## EXERCISE DESCRIPTION
Count how many lines of the data below contain the word "hillside", and give only that number.

## SOURCE RECORDS
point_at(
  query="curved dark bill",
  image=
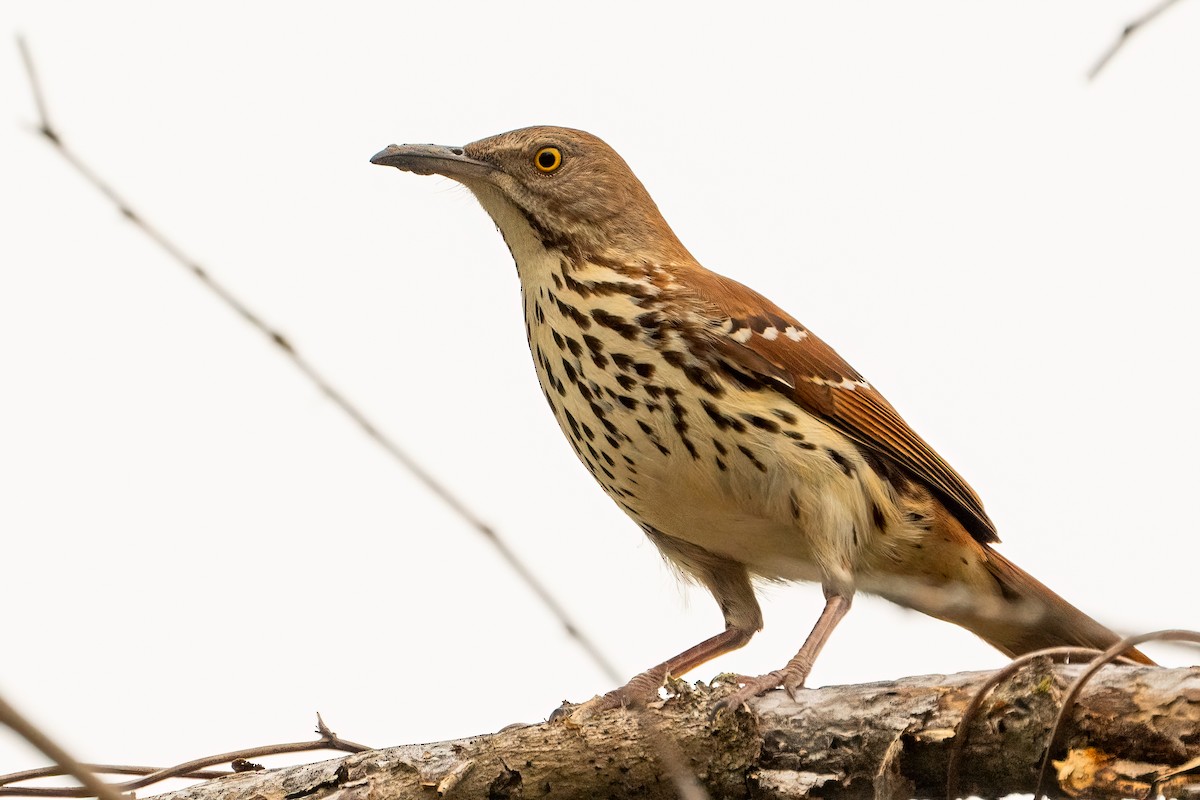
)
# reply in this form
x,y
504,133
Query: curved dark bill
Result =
x,y
431,160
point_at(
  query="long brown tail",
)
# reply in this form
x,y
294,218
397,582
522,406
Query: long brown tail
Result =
x,y
1057,624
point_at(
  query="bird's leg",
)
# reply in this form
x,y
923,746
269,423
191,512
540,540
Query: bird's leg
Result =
x,y
645,686
730,584
796,672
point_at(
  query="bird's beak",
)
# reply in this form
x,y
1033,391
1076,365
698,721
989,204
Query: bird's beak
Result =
x,y
432,160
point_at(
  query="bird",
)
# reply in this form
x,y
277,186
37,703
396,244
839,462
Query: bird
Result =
x,y
739,441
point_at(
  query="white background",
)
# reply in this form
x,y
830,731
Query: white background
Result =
x,y
199,551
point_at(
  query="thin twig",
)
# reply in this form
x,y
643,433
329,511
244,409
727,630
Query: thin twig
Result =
x,y
1126,32
196,768
1107,657
93,787
969,714
340,400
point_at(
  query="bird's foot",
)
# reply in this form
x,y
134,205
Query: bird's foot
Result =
x,y
790,678
640,692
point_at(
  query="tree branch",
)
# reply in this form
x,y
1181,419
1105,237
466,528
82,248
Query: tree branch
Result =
x,y
1131,733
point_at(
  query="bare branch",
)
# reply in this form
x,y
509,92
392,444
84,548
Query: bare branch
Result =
x,y
1129,30
873,740
150,775
319,380
1072,696
93,787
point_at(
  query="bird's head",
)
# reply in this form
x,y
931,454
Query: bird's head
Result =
x,y
565,187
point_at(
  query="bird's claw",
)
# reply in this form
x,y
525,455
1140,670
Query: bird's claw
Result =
x,y
791,681
639,692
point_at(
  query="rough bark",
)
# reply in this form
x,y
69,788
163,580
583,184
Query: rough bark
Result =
x,y
1132,727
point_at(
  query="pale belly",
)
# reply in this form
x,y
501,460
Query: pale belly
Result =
x,y
745,475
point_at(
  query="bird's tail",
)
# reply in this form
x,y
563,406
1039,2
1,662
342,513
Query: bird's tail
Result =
x,y
966,582
1053,620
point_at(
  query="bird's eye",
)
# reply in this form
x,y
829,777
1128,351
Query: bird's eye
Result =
x,y
549,160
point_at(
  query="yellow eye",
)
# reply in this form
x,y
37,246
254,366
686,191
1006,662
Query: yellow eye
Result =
x,y
547,160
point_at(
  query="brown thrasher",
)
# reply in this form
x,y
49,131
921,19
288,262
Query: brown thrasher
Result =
x,y
739,441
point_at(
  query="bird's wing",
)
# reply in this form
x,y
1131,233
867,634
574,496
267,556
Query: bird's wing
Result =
x,y
763,340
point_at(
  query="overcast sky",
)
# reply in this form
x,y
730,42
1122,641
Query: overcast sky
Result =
x,y
201,551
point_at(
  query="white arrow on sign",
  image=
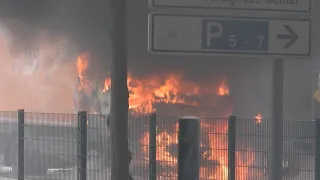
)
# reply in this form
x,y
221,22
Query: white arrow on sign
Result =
x,y
278,37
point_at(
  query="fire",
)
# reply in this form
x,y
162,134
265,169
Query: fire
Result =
x,y
223,89
172,88
215,150
107,84
258,118
82,66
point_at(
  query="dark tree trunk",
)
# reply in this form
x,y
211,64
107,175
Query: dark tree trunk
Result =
x,y
119,89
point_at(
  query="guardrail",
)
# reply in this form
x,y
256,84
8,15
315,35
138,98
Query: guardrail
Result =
x,y
63,146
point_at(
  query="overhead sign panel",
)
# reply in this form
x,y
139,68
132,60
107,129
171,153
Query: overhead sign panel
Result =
x,y
269,5
185,34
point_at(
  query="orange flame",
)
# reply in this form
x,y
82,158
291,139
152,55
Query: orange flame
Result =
x,y
223,89
172,88
82,66
215,151
143,93
258,118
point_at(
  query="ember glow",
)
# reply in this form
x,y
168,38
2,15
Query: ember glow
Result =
x,y
171,88
82,66
258,118
223,89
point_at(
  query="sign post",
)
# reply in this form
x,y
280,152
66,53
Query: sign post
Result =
x,y
229,36
221,35
276,125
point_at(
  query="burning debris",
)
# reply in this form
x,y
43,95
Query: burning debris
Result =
x,y
173,89
258,118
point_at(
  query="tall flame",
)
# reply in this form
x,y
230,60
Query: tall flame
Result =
x,y
258,118
82,66
223,89
172,88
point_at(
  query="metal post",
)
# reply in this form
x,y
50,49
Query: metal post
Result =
x,y
20,144
82,145
119,92
153,147
189,148
276,128
232,148
317,163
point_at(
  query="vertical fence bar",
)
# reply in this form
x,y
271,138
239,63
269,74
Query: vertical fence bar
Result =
x,y
82,145
153,147
317,163
232,148
20,144
189,148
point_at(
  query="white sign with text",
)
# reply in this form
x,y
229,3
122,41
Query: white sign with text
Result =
x,y
268,5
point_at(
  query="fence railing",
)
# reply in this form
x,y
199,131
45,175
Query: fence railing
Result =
x,y
72,146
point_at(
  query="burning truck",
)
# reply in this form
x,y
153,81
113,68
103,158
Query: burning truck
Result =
x,y
161,94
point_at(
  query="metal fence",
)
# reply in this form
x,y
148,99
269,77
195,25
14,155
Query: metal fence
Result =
x,y
61,146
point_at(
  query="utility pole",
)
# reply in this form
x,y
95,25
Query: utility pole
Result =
x,y
119,92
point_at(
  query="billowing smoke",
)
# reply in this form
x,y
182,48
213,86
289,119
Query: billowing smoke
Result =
x,y
40,41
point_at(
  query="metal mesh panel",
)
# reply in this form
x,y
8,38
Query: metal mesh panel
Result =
x,y
98,148
8,130
299,149
50,145
138,127
51,142
214,148
252,149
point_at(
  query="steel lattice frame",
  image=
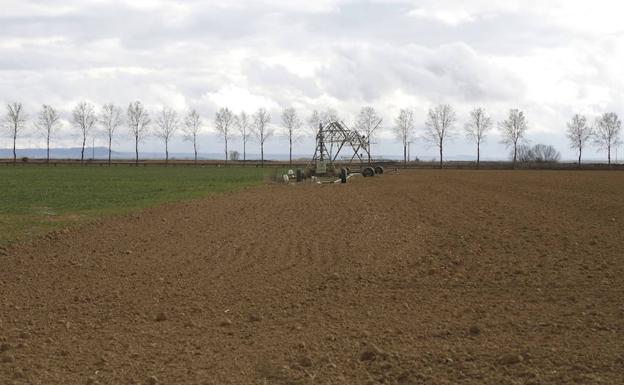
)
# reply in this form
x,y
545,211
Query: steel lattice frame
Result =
x,y
337,135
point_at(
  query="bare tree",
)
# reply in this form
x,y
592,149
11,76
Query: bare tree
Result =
x,y
83,118
514,128
607,132
545,153
540,153
404,129
314,121
167,124
367,123
439,126
262,130
224,120
138,123
234,155
192,127
579,132
477,128
47,123
15,120
110,119
292,124
243,124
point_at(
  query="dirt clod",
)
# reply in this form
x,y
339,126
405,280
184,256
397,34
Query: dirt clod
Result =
x,y
510,359
7,358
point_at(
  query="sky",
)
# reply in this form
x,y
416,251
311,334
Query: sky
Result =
x,y
551,59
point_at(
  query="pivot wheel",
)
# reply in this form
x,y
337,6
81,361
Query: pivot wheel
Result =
x,y
368,171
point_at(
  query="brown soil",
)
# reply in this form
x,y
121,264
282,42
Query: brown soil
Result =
x,y
422,278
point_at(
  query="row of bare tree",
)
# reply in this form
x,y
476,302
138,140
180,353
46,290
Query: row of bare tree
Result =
x,y
441,121
440,126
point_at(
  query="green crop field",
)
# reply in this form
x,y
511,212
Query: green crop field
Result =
x,y
37,199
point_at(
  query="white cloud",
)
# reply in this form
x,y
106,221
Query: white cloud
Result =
x,y
550,58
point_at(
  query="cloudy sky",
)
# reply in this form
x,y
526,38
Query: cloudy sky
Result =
x,y
548,58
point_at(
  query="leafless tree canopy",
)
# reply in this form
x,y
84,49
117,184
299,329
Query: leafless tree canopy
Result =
x,y
439,125
224,120
138,123
167,123
579,132
513,130
367,123
192,127
83,118
47,123
15,121
477,127
243,125
292,125
607,132
261,129
404,129
110,119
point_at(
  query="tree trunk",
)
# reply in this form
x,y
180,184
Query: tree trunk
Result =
x,y
580,152
136,150
404,155
14,152
84,141
441,160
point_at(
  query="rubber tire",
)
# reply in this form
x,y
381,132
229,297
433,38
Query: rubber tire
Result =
x,y
343,175
368,171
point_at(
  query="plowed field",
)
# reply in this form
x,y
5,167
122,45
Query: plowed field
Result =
x,y
425,277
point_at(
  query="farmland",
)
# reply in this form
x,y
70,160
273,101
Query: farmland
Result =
x,y
37,199
422,277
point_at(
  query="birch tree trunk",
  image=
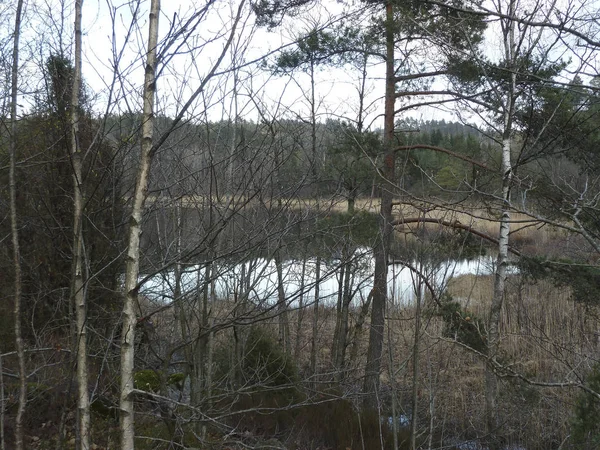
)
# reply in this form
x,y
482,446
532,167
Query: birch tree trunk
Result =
x,y
491,382
14,230
132,264
77,282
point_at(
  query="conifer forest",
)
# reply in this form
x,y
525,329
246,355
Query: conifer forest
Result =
x,y
300,224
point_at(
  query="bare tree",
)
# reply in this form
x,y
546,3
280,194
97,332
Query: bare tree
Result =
x,y
14,227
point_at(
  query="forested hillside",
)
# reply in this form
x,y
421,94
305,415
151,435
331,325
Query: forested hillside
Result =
x,y
301,225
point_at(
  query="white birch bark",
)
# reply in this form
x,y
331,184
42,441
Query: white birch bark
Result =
x,y
132,264
491,382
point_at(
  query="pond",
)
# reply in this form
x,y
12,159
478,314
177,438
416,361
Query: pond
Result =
x,y
257,279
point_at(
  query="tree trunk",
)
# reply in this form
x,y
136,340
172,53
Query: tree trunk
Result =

## EXERCISE SOLUTION
2